__Task directions__. Please reproduce the entries word for word, starting at the line that contains "Would you mind pinning the driveway" and continuing through the end of the entries.

__Dataset records__.
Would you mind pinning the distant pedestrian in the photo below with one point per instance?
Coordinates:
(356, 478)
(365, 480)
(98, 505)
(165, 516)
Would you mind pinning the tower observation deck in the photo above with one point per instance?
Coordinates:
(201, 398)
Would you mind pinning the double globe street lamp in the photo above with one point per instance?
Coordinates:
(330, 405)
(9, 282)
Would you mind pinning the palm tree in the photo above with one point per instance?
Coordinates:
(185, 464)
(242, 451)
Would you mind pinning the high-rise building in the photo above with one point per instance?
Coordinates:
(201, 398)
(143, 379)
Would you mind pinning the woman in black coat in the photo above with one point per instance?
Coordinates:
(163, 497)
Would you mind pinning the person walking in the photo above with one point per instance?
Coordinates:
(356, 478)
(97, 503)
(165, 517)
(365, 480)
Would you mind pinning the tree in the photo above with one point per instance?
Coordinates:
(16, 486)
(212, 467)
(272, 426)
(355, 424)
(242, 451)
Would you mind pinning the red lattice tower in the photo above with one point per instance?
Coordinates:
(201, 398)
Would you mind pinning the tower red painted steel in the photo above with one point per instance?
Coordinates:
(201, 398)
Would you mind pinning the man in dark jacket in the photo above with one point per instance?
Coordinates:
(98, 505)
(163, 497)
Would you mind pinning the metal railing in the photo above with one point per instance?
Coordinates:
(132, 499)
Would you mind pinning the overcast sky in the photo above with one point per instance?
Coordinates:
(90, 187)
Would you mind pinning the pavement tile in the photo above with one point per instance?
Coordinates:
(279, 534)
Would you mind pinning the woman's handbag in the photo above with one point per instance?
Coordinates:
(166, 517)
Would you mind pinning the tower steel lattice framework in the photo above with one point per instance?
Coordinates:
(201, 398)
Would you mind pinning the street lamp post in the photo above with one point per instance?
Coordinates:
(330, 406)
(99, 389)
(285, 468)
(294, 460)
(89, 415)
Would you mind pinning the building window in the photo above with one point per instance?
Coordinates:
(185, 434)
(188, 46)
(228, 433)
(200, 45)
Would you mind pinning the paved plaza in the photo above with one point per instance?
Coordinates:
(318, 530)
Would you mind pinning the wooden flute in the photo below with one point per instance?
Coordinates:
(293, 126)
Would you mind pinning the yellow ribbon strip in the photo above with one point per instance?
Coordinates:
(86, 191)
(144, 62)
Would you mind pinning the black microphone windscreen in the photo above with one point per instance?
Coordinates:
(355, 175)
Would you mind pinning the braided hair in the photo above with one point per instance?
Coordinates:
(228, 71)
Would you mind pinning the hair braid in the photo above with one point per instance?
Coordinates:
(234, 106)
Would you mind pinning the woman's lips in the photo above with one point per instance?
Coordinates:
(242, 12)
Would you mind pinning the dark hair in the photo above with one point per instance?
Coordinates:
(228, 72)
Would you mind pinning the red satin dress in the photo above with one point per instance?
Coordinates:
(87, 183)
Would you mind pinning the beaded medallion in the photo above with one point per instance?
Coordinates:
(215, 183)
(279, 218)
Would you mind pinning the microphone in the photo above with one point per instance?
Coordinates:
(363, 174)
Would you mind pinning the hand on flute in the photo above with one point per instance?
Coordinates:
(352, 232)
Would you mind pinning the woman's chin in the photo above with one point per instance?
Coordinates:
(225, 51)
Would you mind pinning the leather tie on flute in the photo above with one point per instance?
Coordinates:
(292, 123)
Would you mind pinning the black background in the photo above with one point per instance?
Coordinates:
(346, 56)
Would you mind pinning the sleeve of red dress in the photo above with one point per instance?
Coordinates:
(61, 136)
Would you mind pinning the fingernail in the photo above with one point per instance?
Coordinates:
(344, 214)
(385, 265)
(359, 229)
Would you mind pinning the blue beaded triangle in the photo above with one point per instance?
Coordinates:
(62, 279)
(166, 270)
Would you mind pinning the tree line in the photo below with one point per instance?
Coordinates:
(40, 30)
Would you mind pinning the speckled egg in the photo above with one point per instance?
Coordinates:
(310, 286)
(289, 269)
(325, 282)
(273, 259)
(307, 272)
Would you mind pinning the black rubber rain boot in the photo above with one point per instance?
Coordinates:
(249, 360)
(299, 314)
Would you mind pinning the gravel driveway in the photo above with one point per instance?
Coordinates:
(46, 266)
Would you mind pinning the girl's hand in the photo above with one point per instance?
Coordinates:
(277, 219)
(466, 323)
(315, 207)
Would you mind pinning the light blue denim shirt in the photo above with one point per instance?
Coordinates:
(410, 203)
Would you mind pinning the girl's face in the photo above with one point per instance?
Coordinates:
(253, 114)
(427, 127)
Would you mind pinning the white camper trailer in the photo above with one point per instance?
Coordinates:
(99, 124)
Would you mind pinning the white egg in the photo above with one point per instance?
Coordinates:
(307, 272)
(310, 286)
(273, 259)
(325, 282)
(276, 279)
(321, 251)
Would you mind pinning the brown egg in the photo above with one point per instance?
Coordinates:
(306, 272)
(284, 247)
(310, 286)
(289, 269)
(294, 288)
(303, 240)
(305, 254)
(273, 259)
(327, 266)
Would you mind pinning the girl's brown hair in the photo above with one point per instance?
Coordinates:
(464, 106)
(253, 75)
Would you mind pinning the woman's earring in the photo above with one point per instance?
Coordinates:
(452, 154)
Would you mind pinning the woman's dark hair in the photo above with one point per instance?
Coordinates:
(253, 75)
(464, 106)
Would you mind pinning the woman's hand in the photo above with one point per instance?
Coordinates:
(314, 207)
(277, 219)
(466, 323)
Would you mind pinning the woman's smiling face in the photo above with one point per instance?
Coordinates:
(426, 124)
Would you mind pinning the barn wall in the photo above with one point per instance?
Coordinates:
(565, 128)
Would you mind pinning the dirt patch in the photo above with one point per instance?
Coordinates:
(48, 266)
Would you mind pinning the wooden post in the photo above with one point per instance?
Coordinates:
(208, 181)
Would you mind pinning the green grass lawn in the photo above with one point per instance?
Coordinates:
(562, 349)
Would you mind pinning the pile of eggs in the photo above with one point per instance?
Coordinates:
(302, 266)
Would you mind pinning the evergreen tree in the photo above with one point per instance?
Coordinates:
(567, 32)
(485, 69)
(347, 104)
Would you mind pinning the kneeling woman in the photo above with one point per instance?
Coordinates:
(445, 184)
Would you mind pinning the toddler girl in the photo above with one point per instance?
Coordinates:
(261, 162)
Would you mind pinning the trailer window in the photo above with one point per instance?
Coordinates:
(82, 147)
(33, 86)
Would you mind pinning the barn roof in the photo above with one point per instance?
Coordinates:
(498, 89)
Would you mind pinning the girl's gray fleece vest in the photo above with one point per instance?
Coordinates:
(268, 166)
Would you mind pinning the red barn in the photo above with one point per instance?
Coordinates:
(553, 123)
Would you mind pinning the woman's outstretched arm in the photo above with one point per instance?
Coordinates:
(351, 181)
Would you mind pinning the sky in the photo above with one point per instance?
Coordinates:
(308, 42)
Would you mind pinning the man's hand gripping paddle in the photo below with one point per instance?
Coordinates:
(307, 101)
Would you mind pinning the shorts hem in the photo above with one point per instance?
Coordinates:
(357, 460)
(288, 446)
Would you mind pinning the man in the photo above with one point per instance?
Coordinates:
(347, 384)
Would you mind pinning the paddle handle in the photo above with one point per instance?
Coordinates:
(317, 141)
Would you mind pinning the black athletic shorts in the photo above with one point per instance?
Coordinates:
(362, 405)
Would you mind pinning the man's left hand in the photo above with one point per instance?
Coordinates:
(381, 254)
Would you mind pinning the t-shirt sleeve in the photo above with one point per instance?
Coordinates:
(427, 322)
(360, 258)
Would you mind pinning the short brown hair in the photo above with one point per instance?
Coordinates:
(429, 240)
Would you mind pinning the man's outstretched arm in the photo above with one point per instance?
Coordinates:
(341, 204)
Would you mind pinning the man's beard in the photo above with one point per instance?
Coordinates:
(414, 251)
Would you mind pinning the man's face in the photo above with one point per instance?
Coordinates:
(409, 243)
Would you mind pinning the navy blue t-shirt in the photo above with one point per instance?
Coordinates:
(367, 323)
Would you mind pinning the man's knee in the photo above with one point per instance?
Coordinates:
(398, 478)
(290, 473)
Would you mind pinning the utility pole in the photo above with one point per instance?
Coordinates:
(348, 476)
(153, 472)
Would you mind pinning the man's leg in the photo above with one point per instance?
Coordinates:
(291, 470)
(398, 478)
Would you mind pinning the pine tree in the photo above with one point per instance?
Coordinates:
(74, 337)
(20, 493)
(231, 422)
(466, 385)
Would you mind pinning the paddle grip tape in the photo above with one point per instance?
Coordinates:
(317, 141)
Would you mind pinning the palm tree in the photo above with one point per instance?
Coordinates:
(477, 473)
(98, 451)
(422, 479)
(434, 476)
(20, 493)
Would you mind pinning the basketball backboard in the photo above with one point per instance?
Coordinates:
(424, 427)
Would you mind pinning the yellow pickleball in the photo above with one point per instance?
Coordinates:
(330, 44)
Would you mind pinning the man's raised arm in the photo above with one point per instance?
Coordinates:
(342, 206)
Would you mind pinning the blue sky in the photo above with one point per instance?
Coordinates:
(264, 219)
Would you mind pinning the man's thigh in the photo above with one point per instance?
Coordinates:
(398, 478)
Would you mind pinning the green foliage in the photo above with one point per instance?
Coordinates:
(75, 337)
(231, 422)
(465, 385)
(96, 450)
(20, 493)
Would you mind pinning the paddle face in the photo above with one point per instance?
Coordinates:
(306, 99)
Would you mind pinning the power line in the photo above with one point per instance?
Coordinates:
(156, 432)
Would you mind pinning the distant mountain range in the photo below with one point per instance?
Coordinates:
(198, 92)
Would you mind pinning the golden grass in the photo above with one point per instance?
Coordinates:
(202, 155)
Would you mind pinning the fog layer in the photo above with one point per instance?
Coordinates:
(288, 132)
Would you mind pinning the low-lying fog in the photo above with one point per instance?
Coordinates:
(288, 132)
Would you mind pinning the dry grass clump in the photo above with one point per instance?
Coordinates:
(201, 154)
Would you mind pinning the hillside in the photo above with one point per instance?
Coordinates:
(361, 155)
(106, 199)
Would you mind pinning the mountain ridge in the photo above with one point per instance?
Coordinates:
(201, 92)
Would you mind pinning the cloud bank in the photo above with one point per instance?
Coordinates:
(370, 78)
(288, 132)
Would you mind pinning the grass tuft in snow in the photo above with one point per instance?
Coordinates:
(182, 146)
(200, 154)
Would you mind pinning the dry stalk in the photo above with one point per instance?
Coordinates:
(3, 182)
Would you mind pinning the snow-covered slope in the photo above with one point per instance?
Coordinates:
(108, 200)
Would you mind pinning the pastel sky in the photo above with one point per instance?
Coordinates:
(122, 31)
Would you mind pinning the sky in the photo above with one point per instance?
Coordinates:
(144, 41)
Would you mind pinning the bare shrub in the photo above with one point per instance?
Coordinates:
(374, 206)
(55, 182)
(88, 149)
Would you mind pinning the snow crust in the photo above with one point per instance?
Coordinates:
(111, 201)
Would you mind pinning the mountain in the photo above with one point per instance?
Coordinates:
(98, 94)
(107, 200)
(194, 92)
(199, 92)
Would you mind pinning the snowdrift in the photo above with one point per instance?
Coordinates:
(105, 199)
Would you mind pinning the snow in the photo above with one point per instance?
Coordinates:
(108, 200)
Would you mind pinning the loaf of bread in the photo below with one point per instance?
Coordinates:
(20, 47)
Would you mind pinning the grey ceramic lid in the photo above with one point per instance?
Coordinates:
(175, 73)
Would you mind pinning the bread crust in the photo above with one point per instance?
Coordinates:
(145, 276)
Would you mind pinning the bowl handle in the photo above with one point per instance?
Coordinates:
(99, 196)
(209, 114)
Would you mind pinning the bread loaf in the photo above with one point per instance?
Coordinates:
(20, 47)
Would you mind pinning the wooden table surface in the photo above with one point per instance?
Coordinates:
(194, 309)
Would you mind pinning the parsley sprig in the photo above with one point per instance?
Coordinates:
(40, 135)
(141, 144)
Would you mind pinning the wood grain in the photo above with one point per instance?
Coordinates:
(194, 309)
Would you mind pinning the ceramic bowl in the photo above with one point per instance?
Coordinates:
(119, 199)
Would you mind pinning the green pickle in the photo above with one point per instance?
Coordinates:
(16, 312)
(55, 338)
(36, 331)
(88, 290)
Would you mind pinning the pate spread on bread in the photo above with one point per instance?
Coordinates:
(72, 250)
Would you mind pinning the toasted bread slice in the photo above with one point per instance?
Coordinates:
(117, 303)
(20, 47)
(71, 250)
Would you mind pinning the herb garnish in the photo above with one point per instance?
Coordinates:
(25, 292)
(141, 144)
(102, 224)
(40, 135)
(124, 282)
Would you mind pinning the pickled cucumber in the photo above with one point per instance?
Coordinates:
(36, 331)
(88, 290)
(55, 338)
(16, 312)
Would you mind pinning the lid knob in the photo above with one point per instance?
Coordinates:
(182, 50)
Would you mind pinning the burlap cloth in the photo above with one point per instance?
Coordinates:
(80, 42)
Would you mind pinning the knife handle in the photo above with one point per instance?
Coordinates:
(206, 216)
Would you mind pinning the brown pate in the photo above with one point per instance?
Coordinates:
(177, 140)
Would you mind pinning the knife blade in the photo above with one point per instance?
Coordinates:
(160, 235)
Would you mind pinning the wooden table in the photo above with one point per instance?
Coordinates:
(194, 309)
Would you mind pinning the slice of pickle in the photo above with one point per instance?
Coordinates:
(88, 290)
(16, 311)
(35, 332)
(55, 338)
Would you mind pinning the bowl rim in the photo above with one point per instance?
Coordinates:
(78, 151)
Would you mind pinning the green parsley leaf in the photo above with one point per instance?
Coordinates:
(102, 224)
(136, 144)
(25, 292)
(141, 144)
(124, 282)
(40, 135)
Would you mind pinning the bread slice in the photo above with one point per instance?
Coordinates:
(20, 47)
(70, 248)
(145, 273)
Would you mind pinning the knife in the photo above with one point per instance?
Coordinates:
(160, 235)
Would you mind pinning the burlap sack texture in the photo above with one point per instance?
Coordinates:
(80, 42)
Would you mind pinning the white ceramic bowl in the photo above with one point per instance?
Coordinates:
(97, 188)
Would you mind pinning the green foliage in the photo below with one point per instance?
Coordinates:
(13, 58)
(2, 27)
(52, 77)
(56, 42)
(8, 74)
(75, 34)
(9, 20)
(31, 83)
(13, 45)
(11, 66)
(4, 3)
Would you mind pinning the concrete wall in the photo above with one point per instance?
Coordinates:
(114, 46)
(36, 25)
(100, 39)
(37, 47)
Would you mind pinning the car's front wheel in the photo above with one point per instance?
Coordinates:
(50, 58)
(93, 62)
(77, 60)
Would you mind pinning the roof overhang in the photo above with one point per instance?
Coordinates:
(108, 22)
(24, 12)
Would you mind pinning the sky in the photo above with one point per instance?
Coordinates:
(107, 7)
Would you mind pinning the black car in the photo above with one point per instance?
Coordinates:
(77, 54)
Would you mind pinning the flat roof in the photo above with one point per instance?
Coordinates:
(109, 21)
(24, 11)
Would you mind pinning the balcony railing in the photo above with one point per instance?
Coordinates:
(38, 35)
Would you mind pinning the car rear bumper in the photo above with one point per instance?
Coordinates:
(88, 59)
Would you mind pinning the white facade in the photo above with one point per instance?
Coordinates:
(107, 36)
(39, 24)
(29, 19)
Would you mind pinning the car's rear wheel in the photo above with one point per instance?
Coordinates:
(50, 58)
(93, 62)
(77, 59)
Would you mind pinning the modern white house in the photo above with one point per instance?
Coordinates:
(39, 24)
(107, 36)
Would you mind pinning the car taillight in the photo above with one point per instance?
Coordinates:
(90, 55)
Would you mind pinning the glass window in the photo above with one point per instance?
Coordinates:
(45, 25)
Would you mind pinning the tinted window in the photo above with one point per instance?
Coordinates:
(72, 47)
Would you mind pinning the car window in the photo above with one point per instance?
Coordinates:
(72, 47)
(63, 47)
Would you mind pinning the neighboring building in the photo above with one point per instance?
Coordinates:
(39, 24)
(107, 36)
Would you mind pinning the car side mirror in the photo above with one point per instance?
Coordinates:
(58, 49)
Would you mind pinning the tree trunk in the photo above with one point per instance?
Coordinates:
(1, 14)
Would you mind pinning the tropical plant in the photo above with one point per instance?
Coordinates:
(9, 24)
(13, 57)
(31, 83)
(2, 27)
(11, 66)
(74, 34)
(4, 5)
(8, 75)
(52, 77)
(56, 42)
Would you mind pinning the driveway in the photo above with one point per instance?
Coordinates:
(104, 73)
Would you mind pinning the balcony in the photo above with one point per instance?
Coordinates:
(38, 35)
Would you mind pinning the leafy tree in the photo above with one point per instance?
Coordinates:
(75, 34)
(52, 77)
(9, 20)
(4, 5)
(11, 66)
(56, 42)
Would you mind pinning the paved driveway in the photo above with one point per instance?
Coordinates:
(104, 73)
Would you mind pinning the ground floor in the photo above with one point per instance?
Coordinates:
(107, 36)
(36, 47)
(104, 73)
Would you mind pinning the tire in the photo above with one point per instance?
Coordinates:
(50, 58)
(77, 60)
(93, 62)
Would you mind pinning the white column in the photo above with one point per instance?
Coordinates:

__Task answer__.
Would you mind pinning the driveway in the photo above with one point per instance?
Coordinates:
(104, 73)
Would you mind pinning the balcony in the photo above with one point per instance?
Coordinates:
(38, 35)
Would you mind pinning the leafy tree in the photo above with one point per instance?
Coordinates:
(75, 34)
(52, 77)
(9, 20)
(4, 5)
(11, 66)
(56, 42)
Would you mind pinning the paved driveway in the photo above with one point per instance?
Coordinates:
(104, 73)
Would you mind pinning the ground floor in the photo above with one point per instance?
Coordinates:
(107, 36)
(36, 47)
(104, 73)
Would you mind pinning the tire in the photo above with one point per instance?
Coordinates:
(50, 58)
(77, 60)
(93, 62)
Would you mind pinning the white column in the photo above with one point per instance?
Coordinates:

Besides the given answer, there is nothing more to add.